Input material ::
§ §

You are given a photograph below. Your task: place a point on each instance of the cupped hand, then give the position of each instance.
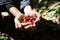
(35, 15)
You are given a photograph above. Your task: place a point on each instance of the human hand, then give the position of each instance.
(33, 14)
(18, 20)
(56, 20)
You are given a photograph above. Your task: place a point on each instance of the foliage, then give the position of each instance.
(47, 8)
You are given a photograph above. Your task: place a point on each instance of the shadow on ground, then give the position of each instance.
(44, 31)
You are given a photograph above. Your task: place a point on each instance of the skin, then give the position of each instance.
(18, 17)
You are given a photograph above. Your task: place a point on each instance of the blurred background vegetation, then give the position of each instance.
(49, 9)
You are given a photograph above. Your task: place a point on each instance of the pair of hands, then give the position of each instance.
(27, 25)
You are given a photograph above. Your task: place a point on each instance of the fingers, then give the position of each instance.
(26, 23)
(38, 18)
(17, 24)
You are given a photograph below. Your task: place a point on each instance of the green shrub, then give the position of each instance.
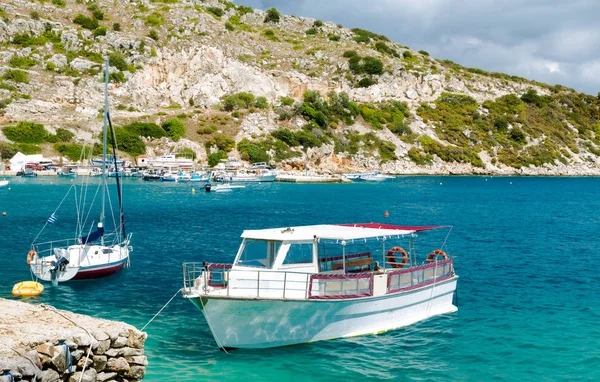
(419, 157)
(222, 142)
(366, 82)
(64, 135)
(27, 132)
(146, 129)
(22, 62)
(261, 103)
(16, 75)
(155, 19)
(286, 101)
(216, 11)
(270, 34)
(153, 34)
(215, 158)
(100, 31)
(86, 22)
(117, 60)
(128, 142)
(117, 77)
(350, 53)
(175, 128)
(240, 100)
(255, 152)
(272, 16)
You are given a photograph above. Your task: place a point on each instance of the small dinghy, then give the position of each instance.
(28, 288)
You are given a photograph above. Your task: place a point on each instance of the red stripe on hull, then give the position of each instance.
(98, 273)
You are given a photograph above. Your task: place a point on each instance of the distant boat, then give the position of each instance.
(225, 187)
(68, 171)
(92, 253)
(375, 176)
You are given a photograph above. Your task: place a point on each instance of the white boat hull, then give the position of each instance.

§ §

Instructions for the task :: From the line with "the red stripe" through the last line of the records, set down every line exactly as written and leave out all others.

Solution below ::
You are given a photograph above. Your task: place a point on each instance of the red stripe on hull, then give the position of each instance.
(98, 273)
You are given a photograph above. Your task: place a point on each instance of the distant boat, then give the position of each instance.
(225, 187)
(68, 171)
(92, 253)
(375, 176)
You are given a photograph above. Your task: place a point on each instance of the white boat hull, then give the position of each instance.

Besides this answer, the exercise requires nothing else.